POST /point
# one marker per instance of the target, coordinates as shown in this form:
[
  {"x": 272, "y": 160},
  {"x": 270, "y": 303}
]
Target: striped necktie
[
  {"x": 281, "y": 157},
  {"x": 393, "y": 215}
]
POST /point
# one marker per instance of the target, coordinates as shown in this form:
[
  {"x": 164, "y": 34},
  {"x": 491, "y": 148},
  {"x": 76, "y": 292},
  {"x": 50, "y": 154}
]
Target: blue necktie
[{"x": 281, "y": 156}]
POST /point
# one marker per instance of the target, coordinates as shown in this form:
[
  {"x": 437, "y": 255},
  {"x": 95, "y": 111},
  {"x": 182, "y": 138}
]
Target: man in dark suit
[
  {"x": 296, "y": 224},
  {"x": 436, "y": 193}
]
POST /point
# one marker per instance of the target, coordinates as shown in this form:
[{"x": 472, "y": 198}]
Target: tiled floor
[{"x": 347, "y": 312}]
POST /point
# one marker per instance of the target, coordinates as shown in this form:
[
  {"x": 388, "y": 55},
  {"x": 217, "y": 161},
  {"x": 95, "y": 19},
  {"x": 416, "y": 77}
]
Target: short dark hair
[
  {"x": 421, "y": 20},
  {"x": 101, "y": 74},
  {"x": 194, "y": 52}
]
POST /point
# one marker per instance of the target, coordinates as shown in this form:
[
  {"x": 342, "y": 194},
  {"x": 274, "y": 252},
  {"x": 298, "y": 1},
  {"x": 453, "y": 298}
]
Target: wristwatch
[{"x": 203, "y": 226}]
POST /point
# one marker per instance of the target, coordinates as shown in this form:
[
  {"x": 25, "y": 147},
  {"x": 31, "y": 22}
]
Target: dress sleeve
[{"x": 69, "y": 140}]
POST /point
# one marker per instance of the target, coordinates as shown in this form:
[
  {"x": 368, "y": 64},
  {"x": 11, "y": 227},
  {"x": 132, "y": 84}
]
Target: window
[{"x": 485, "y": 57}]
:::::
WHAT THE EXERCISE ASKS -> Copy all of the material above, line for line, without changing anything.

REPLY TO THE TASK ->
POST /point
# one marker per instance of the target, coordinates as shown in this form:
[
  {"x": 272, "y": 160},
  {"x": 270, "y": 303}
]
Target: striped necktie
[
  {"x": 281, "y": 157},
  {"x": 393, "y": 215}
]
POST /point
# one marker per instance of the target, coordinates as shown in this form:
[
  {"x": 164, "y": 34},
  {"x": 491, "y": 148},
  {"x": 76, "y": 292},
  {"x": 50, "y": 154}
]
Target: blue necktie
[{"x": 281, "y": 156}]
POST /point
# one marker per instance of the target, coordinates as shown in this form:
[
  {"x": 437, "y": 255},
  {"x": 95, "y": 111},
  {"x": 182, "y": 138}
]
Target: man in dark suit
[
  {"x": 296, "y": 224},
  {"x": 436, "y": 193}
]
POST /point
# one marker per instance of the target, coordinates as shown in this form:
[{"x": 472, "y": 198}]
Target: tiled floor
[{"x": 347, "y": 312}]
POST /point
# one marker per instance of the target, coordinates as shown in this form:
[
  {"x": 388, "y": 55},
  {"x": 217, "y": 161},
  {"x": 95, "y": 19},
  {"x": 416, "y": 77}
]
Target: short dark hair
[
  {"x": 421, "y": 20},
  {"x": 101, "y": 74},
  {"x": 194, "y": 52}
]
POST /point
# one marker per instance of the target, coordinates as shown in this form:
[
  {"x": 342, "y": 194},
  {"x": 274, "y": 252},
  {"x": 298, "y": 1},
  {"x": 453, "y": 298}
]
Target: wristwatch
[{"x": 203, "y": 226}]
POST /point
# one marker per instance of the target, coordinates as shown in this form:
[
  {"x": 25, "y": 147},
  {"x": 31, "y": 22}
]
Target: dress sleeve
[{"x": 69, "y": 140}]
POST /point
# one marker per instance of the target, coordinates as shown in this form:
[
  {"x": 368, "y": 64},
  {"x": 11, "y": 227},
  {"x": 132, "y": 84}
]
Target: window
[{"x": 485, "y": 57}]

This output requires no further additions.